TEXT SHOWN:
★ ★ ★ ★ ★
Re: [PATCH v19 038/130] KVM: TDX: create/destroy VM structure

From: Isaku Yamahata
Date: Tue Apr 02 2024 - 02:16:50 EST


On Fri, Mar 29, 2024 at 03:25:47PM +0800,
Binbin Wu <binbin.wu@xxxxxxxxxxxxxxx> wrote:

>
>
> On 3/29/2024 4:39 AM, Isaku Yamahata wrote:
>
> [...]
> > > > > > How about this?
> > > > > >
> > > > > > /*
> > > > > > * We need three SEAMCALLs, TDH.MNG.VPFLUSHDONE(), TDH.PHYMEM.CACHE.WB(), and
> > > > > > * TDH.MNG.KEY.FREEID() to free the HKID.
> > > > > > * Other threads can remove pages from TD. When the HKID is assigned, we need
> > > > > > * to use TDH.MEM.SEPT.REMOVE() or TDH.MEM.PAGE.REMOVE().
> > > > > > * TDH.PHYMEM.PAGE.RECLAIM() is needed when the HKID is free. Get lock to not
> > > > > > * present transient state of HKID.
> > > > > > */
> > > > > Could you elaborate why it is still possible to have other thread removing
> > > > > pages from TD?
> > > > >
> > > > > I am probably missing something, but the thing I don't understand is why
> > > > > this function is triggered by MMU release? All the things done in this
> > > > > function don't seem to be related to MMU at all.
> > > > The KVM releases EPT pages on MMU notifier release. kvm_mmu_zap_all() does. If
> > > > we follow that way, kvm_mmu_zap_all() zaps all the Secure-EPTs by
> > > > TDH.MEM.SEPT.REMOVE() or TDH.MEM.PAGE.REMOVE(). Because
> > > > TDH.MEM.{SEPT, PAGE}.REMOVE() is slow, we can free HKID before kvm_mmu_zap_all()
★ ★ ★ ★ ★
STORED ROWS:
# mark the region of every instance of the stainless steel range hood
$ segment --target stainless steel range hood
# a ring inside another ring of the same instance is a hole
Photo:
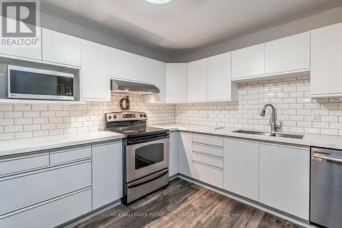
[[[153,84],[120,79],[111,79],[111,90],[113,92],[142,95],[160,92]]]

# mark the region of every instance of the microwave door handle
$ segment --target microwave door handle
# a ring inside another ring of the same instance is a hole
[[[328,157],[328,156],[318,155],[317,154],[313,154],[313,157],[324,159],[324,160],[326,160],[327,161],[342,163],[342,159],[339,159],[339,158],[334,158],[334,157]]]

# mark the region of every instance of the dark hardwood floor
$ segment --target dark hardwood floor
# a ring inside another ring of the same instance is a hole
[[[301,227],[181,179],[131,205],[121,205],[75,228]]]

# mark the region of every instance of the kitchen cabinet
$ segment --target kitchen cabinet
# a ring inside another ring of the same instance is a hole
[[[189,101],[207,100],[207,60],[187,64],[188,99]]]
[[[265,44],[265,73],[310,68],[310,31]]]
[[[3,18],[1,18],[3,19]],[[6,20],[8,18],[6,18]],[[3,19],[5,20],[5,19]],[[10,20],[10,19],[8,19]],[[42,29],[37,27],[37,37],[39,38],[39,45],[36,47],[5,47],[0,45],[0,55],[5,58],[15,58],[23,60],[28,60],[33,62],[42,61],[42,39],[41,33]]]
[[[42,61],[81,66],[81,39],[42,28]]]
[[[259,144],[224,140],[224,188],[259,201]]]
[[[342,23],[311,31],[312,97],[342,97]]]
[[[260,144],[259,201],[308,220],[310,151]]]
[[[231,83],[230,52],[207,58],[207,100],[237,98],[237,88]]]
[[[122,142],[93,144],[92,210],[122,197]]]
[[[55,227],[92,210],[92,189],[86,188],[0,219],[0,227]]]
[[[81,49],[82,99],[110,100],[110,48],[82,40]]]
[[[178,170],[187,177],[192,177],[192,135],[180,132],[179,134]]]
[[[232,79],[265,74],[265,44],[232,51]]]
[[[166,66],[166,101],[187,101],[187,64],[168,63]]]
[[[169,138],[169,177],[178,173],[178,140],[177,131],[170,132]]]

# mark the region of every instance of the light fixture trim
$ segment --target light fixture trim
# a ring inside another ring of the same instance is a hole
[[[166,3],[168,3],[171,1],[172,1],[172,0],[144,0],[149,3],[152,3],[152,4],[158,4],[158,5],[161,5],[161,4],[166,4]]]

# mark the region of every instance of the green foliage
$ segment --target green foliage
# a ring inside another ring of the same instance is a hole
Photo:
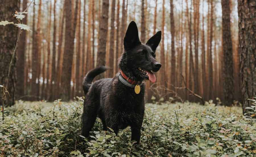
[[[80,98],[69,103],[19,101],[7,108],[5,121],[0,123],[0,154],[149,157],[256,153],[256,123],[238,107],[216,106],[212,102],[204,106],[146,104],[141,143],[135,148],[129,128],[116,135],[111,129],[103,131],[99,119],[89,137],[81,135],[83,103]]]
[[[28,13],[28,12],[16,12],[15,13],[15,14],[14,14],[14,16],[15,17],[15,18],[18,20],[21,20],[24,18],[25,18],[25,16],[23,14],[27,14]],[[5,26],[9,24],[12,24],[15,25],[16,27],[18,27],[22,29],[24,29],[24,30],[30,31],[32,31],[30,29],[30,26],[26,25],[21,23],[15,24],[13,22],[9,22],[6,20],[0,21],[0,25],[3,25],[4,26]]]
★ ★ ★ ★ ★
GIVEN PROBLEM 1:
Reproduce the entries verbatim, from their first line through the line that contains "[[[169,138],[169,177],[178,173],[178,140],[177,131],[170,132]]]", inclusive, and leave the pictures out of the answer.
GIVEN PROBLEM 2:
Extend the mailing-list reply about freeing the HKID when a TDX guest is destroyed, continuing from the point where it stops.

EXPECTED OUTPUT 1:
# mark the region of every instance of the stainless steel range hood
$ segment --target stainless steel range hood
# a ring inside another ring of the same instance is a hole
Photo:
[[[153,84],[120,79],[111,79],[111,90],[113,92],[142,95],[160,92]]]

# mark the region of every instance of the microwave door handle
$ segment --target microwave door handle
# a ring inside another ring of the same instance is a hole
[[[328,157],[328,156],[318,155],[317,154],[313,154],[313,157],[324,159],[324,160],[326,160],[327,161],[342,163],[342,159],[339,159],[339,158],[334,158],[334,157]]]

# mark the region of every instance of the dark hardwood floor
$ segment --target dark hardwood floor
# a ring inside another ring of the same instance is a hole
[[[301,227],[181,179],[131,205],[121,205],[75,228]]]

# mark the region of every instance of the kitchen cabinet
$ segment --target kitchen cabinet
# a ring inside another ring of the same instance is a hole
[[[189,101],[207,100],[207,60],[187,64],[188,99]]]
[[[265,44],[265,73],[310,68],[310,31]]]
[[[3,18],[1,18],[3,19]],[[6,20],[8,18],[6,18]],[[3,19],[5,20],[5,19]],[[10,20],[10,19],[8,19]],[[42,29],[37,27],[37,37],[39,38],[39,45],[36,47],[5,47],[0,45],[0,55],[5,58],[15,58],[23,60],[28,60],[33,62],[42,61],[42,39],[41,33]]]
[[[42,61],[81,66],[81,39],[42,28]]]
[[[259,144],[224,140],[224,188],[259,201]]]
[[[342,23],[311,31],[312,97],[342,97]]]
[[[260,144],[259,201],[308,220],[310,151]]]
[[[231,83],[230,52],[207,58],[207,100],[237,98],[237,88]]]
[[[122,142],[93,144],[92,210],[122,197]]]
[[[55,227],[92,210],[92,189],[86,188],[0,219],[0,227]]]
[[[81,49],[82,99],[110,100],[110,48],[82,40]]]
[[[178,170],[187,177],[192,177],[192,135],[180,132],[179,134]]]
[[[232,79],[265,74],[265,44],[232,51]]]
[[[166,66],[166,101],[187,101],[187,64],[168,63]]]
[[[169,138],[169,177],[178,173],[178,140],[177,131],[170,132]]]

EXPECTED OUTPUT 2:
> > > > to use TDH.PHYMEM.PAGE.RECLAIM().
> > > Can you elaborate why TDH.MEM.{SEPT,PAGE}.REMOVE is slower than
> > > TDH.PHYMEM.PAGE.RECLAIM()?
> > >
> > > And does the difference matter in practice, i.e. did you see using the former
> > > having noticeable performance downgrade?
> > Yes. With HKID alive, we have to assume that vcpu can run still. It means TLB
> > shootdown. The difference is 2 extra SEAMCALL + IPI synchronization for each
> > guest private page. If the guest has hundreds of GB, the difference can be
> > tens of minutes.
> >
> > With HKID alive, we need to assume vcpu is alive.
> > - TDH.MEM.PAGE.REMOVE()
> > - TDH.PHYMEM.PAGE_WBINVD()
> > - TLB shoot down
> > - TDH.MEM.TRACK()
> > - IPI to other vcpus
> > - wait for other vcpu to exit
>
> Do we have a way to batch the TLB shoot down.
> IIUC, in current implementation, TLB shoot down needs to be done for each
> page remove, right?

That's right because the TDP MMU allows multiple vcpus to operate on EPT
concurrently. Batching makes the logic more complex. It's straightforward to
use the mmu notifier to know that we start to destroy the guest.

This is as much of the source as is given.